**Requirements**
Set out the records as a numbered list, from their start through the line holding "189,50,227,79", inclusive, and give only those lines. Skip blank lines and leave the pictures out.

-- Records for the exercise start --

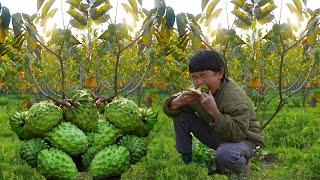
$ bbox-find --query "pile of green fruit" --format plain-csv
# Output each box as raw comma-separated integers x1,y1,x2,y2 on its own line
10,90,157,179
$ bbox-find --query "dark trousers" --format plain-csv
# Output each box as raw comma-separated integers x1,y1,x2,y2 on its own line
173,112,255,173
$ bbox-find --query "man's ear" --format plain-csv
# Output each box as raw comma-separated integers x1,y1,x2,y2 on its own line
218,68,225,80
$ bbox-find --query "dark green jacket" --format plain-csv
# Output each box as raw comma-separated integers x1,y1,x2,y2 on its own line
163,79,263,146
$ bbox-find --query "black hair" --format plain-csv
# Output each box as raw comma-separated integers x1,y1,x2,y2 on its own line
189,50,227,79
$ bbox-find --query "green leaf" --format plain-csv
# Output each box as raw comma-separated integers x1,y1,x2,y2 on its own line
91,0,105,8
227,29,246,48
12,13,22,37
93,14,110,25
254,3,277,20
37,0,45,11
77,2,93,14
89,4,112,20
67,7,87,26
258,14,274,25
66,0,80,7
63,29,81,47
307,27,319,47
41,0,55,18
206,0,220,17
234,19,251,30
293,0,302,14
231,7,252,26
154,0,166,8
287,3,298,14
122,3,134,14
0,6,11,30
156,4,166,21
256,0,272,8
129,0,138,13
189,23,202,40
70,19,86,30
302,0,308,6
166,6,176,29
242,3,254,13
46,8,58,19
287,3,303,21
205,8,222,26
176,13,187,37
201,0,209,11
231,0,245,7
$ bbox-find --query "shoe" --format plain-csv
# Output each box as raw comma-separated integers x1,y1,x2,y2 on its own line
244,164,252,174
181,153,192,164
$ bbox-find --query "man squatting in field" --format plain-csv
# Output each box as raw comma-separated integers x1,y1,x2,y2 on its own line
163,50,263,173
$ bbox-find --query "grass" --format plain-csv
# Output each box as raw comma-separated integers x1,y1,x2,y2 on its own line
0,93,320,180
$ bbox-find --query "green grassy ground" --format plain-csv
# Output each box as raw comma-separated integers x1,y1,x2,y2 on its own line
0,96,320,180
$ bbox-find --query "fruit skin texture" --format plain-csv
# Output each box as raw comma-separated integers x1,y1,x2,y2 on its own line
37,148,78,180
63,90,99,132
10,111,35,140
89,145,130,179
20,138,49,168
104,97,142,132
45,122,88,156
81,119,121,168
88,119,120,149
120,135,147,164
26,101,63,135
131,108,158,137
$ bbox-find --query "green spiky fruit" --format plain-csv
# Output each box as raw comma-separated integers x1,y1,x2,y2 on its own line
20,139,49,167
88,119,121,149
26,101,63,135
10,111,35,140
63,90,99,132
120,135,147,164
0,97,9,106
81,146,99,169
132,108,158,137
81,119,121,168
104,98,142,132
89,145,130,179
45,122,88,156
72,89,94,104
37,148,78,179
192,138,215,167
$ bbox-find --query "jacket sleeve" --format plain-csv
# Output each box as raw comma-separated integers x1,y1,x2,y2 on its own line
214,103,254,142
163,95,182,117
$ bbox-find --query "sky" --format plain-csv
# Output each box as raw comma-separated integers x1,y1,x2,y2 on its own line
0,0,320,32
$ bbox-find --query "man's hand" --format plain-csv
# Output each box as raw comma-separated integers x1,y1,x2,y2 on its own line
199,91,220,119
169,91,200,110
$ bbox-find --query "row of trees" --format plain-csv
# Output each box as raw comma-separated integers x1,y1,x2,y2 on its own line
0,0,320,127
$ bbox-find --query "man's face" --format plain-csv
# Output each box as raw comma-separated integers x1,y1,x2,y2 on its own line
191,69,224,94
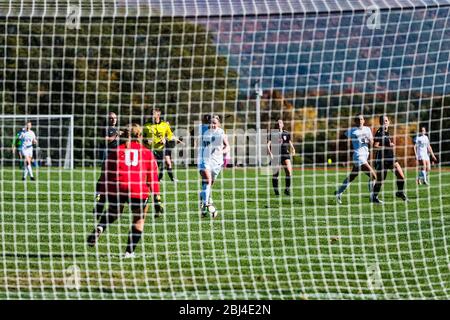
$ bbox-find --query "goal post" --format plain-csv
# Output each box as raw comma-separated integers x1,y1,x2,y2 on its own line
0,114,74,169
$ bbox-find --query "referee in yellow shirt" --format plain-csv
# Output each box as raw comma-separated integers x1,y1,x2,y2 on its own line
143,109,174,181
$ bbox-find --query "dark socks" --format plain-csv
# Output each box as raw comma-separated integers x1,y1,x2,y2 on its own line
397,178,405,192
126,226,142,253
286,176,292,190
167,168,173,181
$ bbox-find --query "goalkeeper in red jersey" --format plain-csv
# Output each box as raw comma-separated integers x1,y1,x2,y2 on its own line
88,124,163,258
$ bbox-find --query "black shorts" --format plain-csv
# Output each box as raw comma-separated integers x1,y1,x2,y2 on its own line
152,149,164,162
375,158,397,171
280,153,291,164
108,193,148,213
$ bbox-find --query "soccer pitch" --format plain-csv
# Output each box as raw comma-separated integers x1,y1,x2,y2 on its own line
0,168,450,299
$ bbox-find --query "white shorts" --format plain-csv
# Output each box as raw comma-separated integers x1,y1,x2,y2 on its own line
417,153,430,161
21,148,33,157
353,152,369,167
198,162,223,180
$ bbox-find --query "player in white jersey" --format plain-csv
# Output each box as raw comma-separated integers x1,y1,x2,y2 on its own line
414,127,437,184
336,114,377,204
197,116,230,217
19,121,37,180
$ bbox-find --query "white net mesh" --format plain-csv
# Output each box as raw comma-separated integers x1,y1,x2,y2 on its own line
0,0,450,299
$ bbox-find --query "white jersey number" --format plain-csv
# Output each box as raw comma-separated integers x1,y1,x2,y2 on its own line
125,150,139,167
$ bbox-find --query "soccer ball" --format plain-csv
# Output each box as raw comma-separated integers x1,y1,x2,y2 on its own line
208,204,217,218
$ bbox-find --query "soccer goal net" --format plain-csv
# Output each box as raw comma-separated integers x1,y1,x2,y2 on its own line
0,0,450,299
0,114,74,169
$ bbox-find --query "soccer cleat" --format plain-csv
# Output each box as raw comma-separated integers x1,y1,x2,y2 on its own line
335,191,342,204
154,195,164,218
124,252,136,259
370,196,383,204
200,203,209,218
395,192,408,201
87,227,103,247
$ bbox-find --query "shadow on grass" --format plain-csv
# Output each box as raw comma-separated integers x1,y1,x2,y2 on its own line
0,252,88,259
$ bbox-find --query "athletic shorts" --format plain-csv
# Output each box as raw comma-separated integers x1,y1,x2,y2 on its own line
417,153,430,161
152,150,164,163
198,162,223,180
280,153,291,164
21,148,33,157
108,193,148,213
375,158,397,171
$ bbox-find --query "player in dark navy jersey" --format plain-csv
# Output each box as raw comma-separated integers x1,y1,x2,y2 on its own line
267,120,295,196
371,115,408,203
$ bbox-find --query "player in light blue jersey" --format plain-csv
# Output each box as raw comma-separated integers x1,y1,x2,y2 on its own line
197,116,230,218
336,114,377,204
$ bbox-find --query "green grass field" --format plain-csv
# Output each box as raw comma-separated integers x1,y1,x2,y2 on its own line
0,168,450,299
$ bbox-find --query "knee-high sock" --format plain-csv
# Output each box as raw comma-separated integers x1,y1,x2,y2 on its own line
397,178,405,192
126,226,142,253
94,194,106,214
200,182,211,205
369,170,387,197
286,175,292,189
272,172,280,193
338,178,350,193
422,170,428,181
167,168,173,181
27,165,33,177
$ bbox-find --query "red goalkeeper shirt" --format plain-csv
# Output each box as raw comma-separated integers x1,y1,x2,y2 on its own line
101,141,159,199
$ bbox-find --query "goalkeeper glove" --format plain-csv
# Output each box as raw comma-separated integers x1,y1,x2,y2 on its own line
153,194,164,217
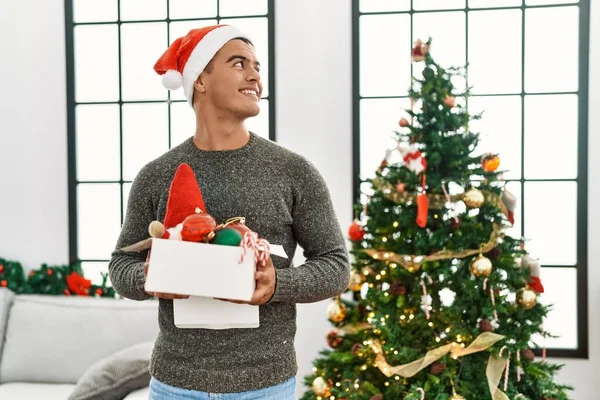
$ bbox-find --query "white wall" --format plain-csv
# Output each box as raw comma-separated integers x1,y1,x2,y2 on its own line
0,0,69,268
0,0,600,400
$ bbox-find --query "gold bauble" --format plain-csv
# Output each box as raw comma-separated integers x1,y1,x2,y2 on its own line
312,376,330,397
327,301,346,323
463,188,485,208
471,254,492,278
348,271,367,292
517,287,537,310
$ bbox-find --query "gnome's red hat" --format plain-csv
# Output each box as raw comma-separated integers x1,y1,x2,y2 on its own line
154,25,250,106
164,163,206,229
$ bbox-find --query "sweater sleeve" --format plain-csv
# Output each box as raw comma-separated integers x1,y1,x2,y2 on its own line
270,159,350,303
108,167,156,300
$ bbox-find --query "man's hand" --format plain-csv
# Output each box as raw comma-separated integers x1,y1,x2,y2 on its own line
218,257,277,306
144,250,190,300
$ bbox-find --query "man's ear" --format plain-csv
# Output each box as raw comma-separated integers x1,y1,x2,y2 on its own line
194,72,206,93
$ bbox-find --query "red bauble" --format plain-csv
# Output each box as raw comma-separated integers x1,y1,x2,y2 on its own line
348,220,365,242
444,96,456,108
181,213,217,242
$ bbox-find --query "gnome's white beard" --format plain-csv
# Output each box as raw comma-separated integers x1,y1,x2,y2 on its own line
167,222,183,240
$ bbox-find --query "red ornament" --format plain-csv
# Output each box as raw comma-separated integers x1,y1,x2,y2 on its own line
67,271,92,296
417,193,429,228
348,219,365,242
444,96,456,108
181,213,217,242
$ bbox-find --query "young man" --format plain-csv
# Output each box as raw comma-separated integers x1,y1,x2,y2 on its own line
109,26,350,400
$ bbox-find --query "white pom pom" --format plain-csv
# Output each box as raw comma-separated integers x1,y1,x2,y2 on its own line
162,69,183,90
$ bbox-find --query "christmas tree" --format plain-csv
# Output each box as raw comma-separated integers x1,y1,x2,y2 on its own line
302,40,571,400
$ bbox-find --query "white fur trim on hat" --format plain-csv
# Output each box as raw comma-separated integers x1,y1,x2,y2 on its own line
162,69,183,90
182,26,250,106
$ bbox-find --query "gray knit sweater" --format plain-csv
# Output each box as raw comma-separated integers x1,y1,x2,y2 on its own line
109,133,350,393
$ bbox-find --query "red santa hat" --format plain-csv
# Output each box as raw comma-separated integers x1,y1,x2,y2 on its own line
154,25,250,106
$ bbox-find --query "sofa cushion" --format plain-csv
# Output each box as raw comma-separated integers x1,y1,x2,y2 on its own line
125,387,150,400
0,295,158,383
69,342,154,400
0,382,75,400
0,288,15,372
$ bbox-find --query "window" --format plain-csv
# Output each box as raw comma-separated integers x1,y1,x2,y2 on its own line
353,0,590,358
65,0,275,281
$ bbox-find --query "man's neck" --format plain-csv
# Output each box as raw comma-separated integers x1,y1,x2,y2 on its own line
194,109,250,151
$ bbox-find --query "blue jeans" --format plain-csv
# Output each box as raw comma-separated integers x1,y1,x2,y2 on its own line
148,377,296,400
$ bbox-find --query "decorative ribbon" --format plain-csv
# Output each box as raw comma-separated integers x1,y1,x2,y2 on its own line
371,332,504,378
240,231,271,264
362,224,502,269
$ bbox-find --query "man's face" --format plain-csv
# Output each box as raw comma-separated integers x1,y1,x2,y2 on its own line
197,40,262,119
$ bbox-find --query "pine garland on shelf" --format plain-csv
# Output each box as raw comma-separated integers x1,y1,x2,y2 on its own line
0,258,116,298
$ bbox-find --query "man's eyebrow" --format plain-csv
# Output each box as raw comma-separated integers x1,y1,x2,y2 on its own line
227,55,260,66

-- Records for the exercise end --

**Output for this task**
1. $ bbox-find --query "pile of green fruit" --format plain-csv
2. # Output each box as raw comma-separated integers x1,y1,x2,y2 on its own line
3. 10,90,157,179
4. $ bbox-find --query "dark trousers" --format plain-csv
5. # Output each box as raw comma-separated integers x1,y1,x2,y2 on its own line
6. 173,112,255,173
7. $ bbox-find --query "man's ear" --format plain-csv
8. # Output each box as raw comma-separated integers x1,y1,x2,y2 on its own line
9. 218,68,225,80
10. $ bbox-find --query "dark green jacket" --format plain-csv
11. # Output each box as raw comma-separated integers x1,y1,x2,y2 on its own line
12. 163,79,263,146
13. $ bbox-find --query "black hair" --format plain-csv
14. # Output each box as raw comma-separated integers x1,y1,x2,y2 on its own line
15. 189,50,227,79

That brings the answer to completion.